* [Record extracts]
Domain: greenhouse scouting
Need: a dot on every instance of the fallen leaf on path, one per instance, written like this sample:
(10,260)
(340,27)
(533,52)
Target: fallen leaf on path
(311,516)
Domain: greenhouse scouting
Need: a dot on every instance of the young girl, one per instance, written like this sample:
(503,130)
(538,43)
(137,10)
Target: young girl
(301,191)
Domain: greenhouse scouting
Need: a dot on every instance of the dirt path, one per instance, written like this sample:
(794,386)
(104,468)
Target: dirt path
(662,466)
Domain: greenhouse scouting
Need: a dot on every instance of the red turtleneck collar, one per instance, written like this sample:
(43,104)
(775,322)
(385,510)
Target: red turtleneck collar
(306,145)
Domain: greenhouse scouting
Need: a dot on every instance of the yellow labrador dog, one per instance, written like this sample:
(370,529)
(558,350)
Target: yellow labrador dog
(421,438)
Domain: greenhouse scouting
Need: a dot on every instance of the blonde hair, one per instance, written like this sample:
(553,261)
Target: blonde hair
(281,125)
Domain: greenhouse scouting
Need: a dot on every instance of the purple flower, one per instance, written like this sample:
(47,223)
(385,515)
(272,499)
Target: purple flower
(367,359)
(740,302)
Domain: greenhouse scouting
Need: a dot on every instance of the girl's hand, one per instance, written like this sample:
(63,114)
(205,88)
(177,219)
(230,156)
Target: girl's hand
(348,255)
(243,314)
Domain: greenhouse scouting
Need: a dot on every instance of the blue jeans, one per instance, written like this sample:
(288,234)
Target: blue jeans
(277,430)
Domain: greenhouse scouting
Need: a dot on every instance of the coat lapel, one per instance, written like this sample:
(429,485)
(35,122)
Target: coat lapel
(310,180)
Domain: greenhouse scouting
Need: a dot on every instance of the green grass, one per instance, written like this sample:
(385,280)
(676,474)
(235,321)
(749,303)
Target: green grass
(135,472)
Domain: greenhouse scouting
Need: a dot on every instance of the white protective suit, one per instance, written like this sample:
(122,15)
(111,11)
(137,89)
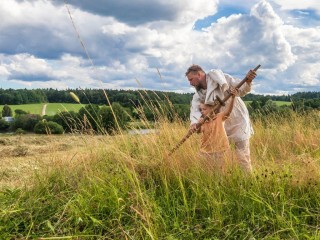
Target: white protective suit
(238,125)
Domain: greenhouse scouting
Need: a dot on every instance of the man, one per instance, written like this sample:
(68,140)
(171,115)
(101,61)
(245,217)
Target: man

* [What is required] Exactly as written, repeat the lines from the start of the listing through the line containing "Need: a dot on every instance of the yellow", both included.

* [Result for this task]
Domain: greenhouse scouting
Need: a dot on every instance of the fallen leaf on path, one per instance, written like this sample:
(10,260)
(340,27)
(533,52)
Target: fallen leaf on path
(311,516)
Domain: greenhouse scouting
Need: a dot on every instance of the young girl, one per instance, written like this sample:
(503,130)
(538,43)
(137,10)
Target: young girl
(301,191)
Domain: greenhouse scouting
Need: a dot on every instance of the dirt path, one per instance, written like this sample:
(794,386)
(104,468)
Target: dirt path
(662,466)
Domain: greenhouse scouting
Need: a dot on every instance of the red turtleneck collar, one per instance, written like this sample:
(43,104)
(775,322)
(385,510)
Target: red turtleneck collar
(306,145)
Domain: greenhouse scouting
Need: a dot on every instance of the yellow labrador dog, one per instance, written like this sample:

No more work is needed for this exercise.